[start QUOTED PASSAGE]
Showing posts with label Essex. Show all posts
Showing posts with label Essex. Show all posts

Sunday, 7 November 2010

Misinformation about home education

Apropos of the talks taking place between Graham Stuart MP, Chair of the Children, Schools and Families select committee and a group of home educators, it was suggested that it would be a good idea to identify local authorities who were behaving as though Schedule 1 of the Children, Schools and Families Bill had actually been passed. On a national list, somebody put forward Essex as an example of such an LA, on the grounds that they say of home education on their website:

' The LA has a duty in law to monitor that children who are `educated otherwise
than at school' receive suitable education. If the LA is not satisfied with the
arrangements made by any parent for their child's education, there are legal
requirements on both the authority and the parent.'

Now the claim that they have a 'duty in law' to monitor that children being educated at home are receiving a suitable education is, to say the least of it, a little dubious. However, is it worth getting worked up about? Is it really any worse than putting a statement like 'Trespassers will be prosecuted' on a notice board? After all, that's not true either, but nobody usually rushes round getting worked up about legal fictions of that sort. Should parents in Essex be trying to get barristers from London and busybodies from Wales to trot down to Colchester and try to get Essex to change their website? The fact is that most parents, both in Essex and elsewhere, seem to be reasonably satisfied with their relationship with the local authority. True, some individuals have had difficulties with certain local authorities, but even in the area covered by some of the supposedly worst local authorities, those at loggerheads with the council seem to be very much in a minority. The average local authority might know of five hundred or so home educating parents and only a handful are fighting tooth and nail to avoid having a visit. It does not seem to be a widespread problem.
[end QUOTED PASSAGE]
[start EXTRACTED ENTRIES]
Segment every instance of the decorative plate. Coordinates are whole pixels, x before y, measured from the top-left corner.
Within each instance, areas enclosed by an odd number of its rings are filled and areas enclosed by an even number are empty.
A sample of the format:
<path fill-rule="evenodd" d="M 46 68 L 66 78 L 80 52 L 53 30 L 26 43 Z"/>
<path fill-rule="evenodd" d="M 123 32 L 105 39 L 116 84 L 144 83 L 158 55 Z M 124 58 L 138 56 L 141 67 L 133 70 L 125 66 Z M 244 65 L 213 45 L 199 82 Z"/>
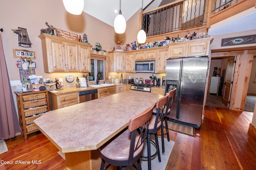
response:
<path fill-rule="evenodd" d="M 72 74 L 68 74 L 65 78 L 66 81 L 68 83 L 71 83 L 73 82 L 74 79 L 74 76 Z"/>
<path fill-rule="evenodd" d="M 101 50 L 101 45 L 99 43 L 97 43 L 95 44 L 95 46 L 96 46 L 96 51 L 98 51 Z"/>

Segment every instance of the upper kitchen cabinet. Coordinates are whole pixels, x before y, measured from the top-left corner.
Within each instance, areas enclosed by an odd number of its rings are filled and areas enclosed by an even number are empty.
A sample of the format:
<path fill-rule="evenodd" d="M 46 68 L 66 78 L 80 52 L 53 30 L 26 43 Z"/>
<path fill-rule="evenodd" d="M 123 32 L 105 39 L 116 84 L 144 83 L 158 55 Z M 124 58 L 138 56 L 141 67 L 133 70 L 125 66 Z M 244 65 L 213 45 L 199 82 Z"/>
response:
<path fill-rule="evenodd" d="M 108 51 L 109 72 L 124 72 L 124 59 L 123 51 Z"/>
<path fill-rule="evenodd" d="M 134 51 L 128 51 L 124 54 L 126 72 L 134 72 L 135 56 Z"/>
<path fill-rule="evenodd" d="M 156 50 L 145 49 L 136 50 L 135 61 L 152 60 L 156 59 Z"/>
<path fill-rule="evenodd" d="M 168 46 L 156 49 L 156 73 L 165 73 L 166 59 L 169 56 L 169 48 Z"/>
<path fill-rule="evenodd" d="M 168 44 L 169 58 L 207 56 L 213 37 Z"/>
<path fill-rule="evenodd" d="M 87 44 L 46 34 L 38 36 L 42 42 L 45 72 L 89 72 L 90 49 Z"/>

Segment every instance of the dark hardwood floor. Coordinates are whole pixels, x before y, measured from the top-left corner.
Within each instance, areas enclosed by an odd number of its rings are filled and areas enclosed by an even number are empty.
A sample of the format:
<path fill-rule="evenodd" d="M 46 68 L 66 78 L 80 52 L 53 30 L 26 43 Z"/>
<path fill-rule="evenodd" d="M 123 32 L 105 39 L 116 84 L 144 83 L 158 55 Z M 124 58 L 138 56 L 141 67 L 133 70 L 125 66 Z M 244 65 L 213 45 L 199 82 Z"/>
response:
<path fill-rule="evenodd" d="M 170 131 L 175 143 L 166 169 L 256 169 L 256 137 L 248 134 L 252 114 L 206 106 L 196 137 Z M 0 170 L 66 169 L 58 149 L 39 132 L 29 135 L 26 141 L 20 136 L 6 143 L 8 151 L 0 159 L 14 162 L 0 163 Z"/>

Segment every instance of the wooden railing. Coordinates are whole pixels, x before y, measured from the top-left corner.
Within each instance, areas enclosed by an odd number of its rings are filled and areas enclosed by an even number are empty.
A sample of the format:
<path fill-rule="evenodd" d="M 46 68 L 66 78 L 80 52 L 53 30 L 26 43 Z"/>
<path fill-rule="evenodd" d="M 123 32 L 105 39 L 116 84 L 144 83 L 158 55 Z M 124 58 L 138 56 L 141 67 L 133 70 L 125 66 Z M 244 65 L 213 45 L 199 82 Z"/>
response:
<path fill-rule="evenodd" d="M 178 0 L 143 12 L 140 23 L 147 41 L 178 34 L 184 36 L 190 32 L 207 32 L 211 25 L 255 6 L 256 2 L 224 0 Z"/>

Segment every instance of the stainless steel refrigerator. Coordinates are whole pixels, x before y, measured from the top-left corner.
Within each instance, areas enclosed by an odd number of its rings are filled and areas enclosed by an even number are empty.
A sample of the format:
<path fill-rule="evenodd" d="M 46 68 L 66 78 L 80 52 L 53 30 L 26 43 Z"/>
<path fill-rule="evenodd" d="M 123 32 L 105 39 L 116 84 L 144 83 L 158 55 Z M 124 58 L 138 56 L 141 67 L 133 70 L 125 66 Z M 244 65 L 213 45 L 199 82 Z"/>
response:
<path fill-rule="evenodd" d="M 200 128 L 208 68 L 208 57 L 167 59 L 165 91 L 177 88 L 169 120 Z"/>

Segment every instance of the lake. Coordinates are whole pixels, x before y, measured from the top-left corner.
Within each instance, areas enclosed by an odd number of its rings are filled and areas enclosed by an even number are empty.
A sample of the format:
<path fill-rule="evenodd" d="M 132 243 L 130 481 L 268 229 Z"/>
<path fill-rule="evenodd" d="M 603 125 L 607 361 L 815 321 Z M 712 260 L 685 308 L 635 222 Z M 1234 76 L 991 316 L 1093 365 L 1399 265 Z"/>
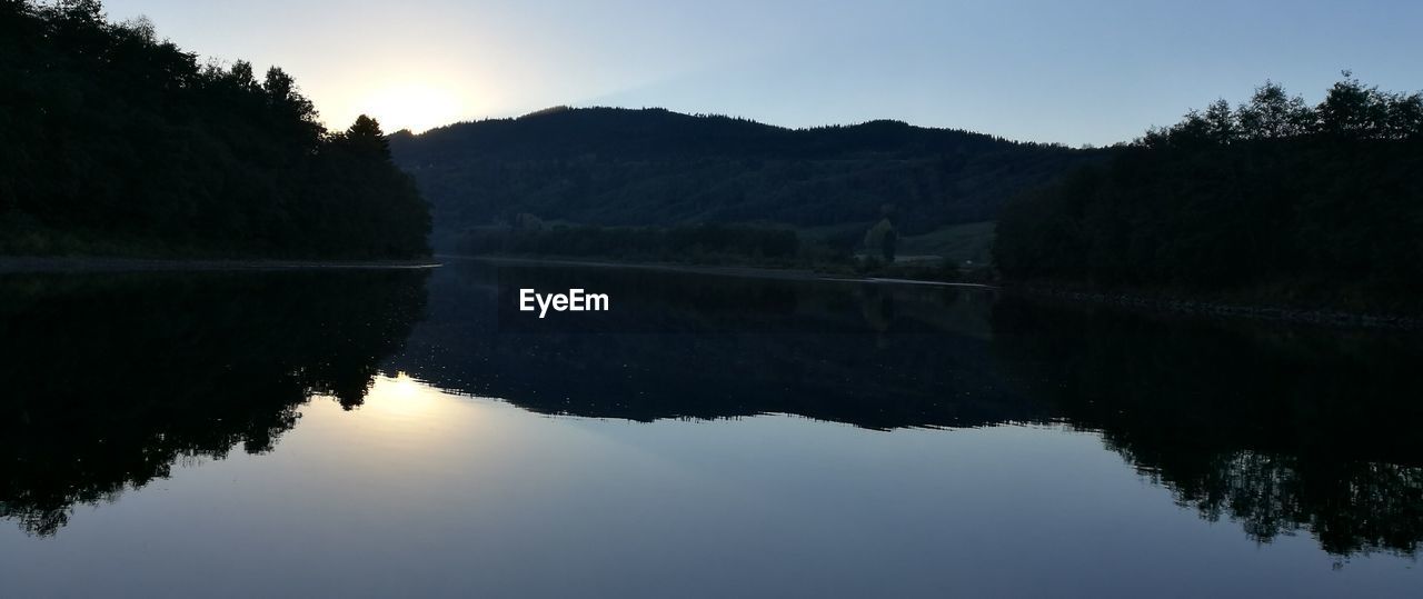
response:
<path fill-rule="evenodd" d="M 6 275 L 0 596 L 1420 596 L 1420 364 L 919 285 Z"/>

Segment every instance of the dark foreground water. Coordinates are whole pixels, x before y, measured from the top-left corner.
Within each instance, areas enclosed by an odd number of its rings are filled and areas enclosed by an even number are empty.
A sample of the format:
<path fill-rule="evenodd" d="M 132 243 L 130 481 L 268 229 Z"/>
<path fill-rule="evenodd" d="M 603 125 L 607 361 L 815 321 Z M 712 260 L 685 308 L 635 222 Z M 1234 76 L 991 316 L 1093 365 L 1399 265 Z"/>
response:
<path fill-rule="evenodd" d="M 1423 595 L 1410 334 L 453 262 L 6 276 L 0 376 L 0 596 Z"/>

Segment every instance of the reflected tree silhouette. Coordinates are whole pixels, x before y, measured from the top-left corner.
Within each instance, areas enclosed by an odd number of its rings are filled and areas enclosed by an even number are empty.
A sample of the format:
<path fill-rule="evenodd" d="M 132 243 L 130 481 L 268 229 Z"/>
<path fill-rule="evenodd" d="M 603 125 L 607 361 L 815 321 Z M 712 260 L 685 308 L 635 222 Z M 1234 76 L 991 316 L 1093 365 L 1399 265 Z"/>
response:
<path fill-rule="evenodd" d="M 425 276 L 0 279 L 0 518 L 53 535 L 175 461 L 272 450 L 312 396 L 359 405 Z"/>
<path fill-rule="evenodd" d="M 1025 300 L 995 306 L 993 327 L 1025 393 L 1202 518 L 1258 542 L 1417 553 L 1417 339 Z"/>

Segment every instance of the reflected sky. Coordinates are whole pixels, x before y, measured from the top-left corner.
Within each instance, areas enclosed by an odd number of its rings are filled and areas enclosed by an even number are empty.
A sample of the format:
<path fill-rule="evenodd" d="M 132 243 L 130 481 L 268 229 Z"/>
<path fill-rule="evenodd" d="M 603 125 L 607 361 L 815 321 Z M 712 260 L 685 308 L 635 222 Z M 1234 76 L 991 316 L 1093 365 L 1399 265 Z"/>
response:
<path fill-rule="evenodd" d="M 565 270 L 0 277 L 0 595 L 1423 585 L 1416 336 Z"/>
<path fill-rule="evenodd" d="M 317 397 L 300 413 L 272 452 L 175 468 L 81 507 L 54 538 L 0 529 L 0 579 L 17 596 L 1340 596 L 1419 583 L 1407 559 L 1336 569 L 1308 536 L 1266 548 L 1204 522 L 1099 435 L 1063 427 L 549 417 L 403 374 L 377 377 L 354 411 Z M 101 559 L 57 575 L 81 556 Z"/>

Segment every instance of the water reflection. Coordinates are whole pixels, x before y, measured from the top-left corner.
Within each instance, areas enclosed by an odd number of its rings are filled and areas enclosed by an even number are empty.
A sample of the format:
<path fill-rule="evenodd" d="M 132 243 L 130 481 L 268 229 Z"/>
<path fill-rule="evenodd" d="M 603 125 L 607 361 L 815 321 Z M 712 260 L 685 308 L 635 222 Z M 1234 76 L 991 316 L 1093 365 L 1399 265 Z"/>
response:
<path fill-rule="evenodd" d="M 425 273 L 0 280 L 0 516 L 51 535 L 175 461 L 263 452 L 297 405 L 354 407 L 424 306 Z"/>
<path fill-rule="evenodd" d="M 1210 521 L 1332 553 L 1423 539 L 1423 346 L 1409 334 L 1000 302 L 1025 391 Z"/>
<path fill-rule="evenodd" d="M 525 283 L 608 292 L 616 309 L 585 323 L 509 322 L 499 307 Z M 175 461 L 236 445 L 266 451 L 309 397 L 350 408 L 377 373 L 400 371 L 381 380 L 386 433 L 430 421 L 417 411 L 443 404 L 424 386 L 538 414 L 640 423 L 1052 423 L 1099 434 L 1178 504 L 1239 522 L 1258 542 L 1308 534 L 1333 555 L 1414 556 L 1423 539 L 1423 440 L 1413 430 L 1423 346 L 1412 336 L 963 289 L 619 269 L 509 275 L 475 262 L 428 280 L 11 277 L 0 289 L 0 369 L 18 381 L 0 398 L 0 514 L 37 535 L 54 534 L 77 504 L 166 477 Z M 408 401 L 394 401 L 403 394 Z M 443 425 L 443 438 L 497 434 Z M 400 433 L 416 434 L 428 433 Z M 995 455 L 982 460 L 992 470 Z"/>

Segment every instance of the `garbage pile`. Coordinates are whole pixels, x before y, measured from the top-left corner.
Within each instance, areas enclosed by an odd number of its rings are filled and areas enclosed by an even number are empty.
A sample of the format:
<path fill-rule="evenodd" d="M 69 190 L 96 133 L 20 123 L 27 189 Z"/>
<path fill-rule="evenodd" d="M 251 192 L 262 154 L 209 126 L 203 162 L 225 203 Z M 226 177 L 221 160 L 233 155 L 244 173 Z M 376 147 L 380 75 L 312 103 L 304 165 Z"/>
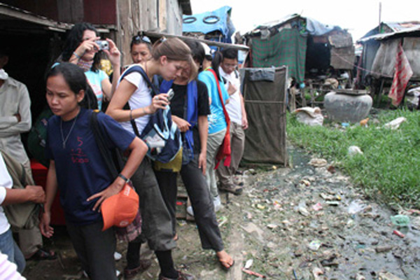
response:
<path fill-rule="evenodd" d="M 331 163 L 309 160 L 248 176 L 224 210 L 244 238 L 242 267 L 258 274 L 243 279 L 418 279 L 420 211 L 395 213 Z"/>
[end EXTRACTED ENTRIES]
## WHAT THIS TASK INVOLVES
Please continue the blog post on misinformation about home education, starting right after its final sentence.

## EXERCISE ANSWER
This does not mean that we should simply let local authorities say what they wish or impose outrageous restrictions upon home education. Although there is little sign that they are doing so currently, that does not mean to say that it will not happen in the future. That being so, it is very right and proper that parents keep an eye on their LA. There is another area where things need to be watched and that is the education and training of future employees of local authorities. I have noticed lately that as new textbooks on education and childcare are published, they tend to include more and more misleading statements about home education. Here is an example. Earlier this year Hodder Education published a new edition of Child Care and Education by Bruce et al . On page 402, we find a handy definition of Statutory Schooling. This is, and I quote:

'The age at which children are legally required to attend fulltime education, unless they have the agreement of the local authority that they will be home educated.'

I need hardly say that this is not true; the agreement of the local authority has nothing to do with the case. This is a standard textbook which is used on BTEC courses in childcare and education and is also read by trainee teachers and those working in nurseries. Anybody reading this textbook would gain the impression that it is necessary to have the agreement of the local authority before home education may take place.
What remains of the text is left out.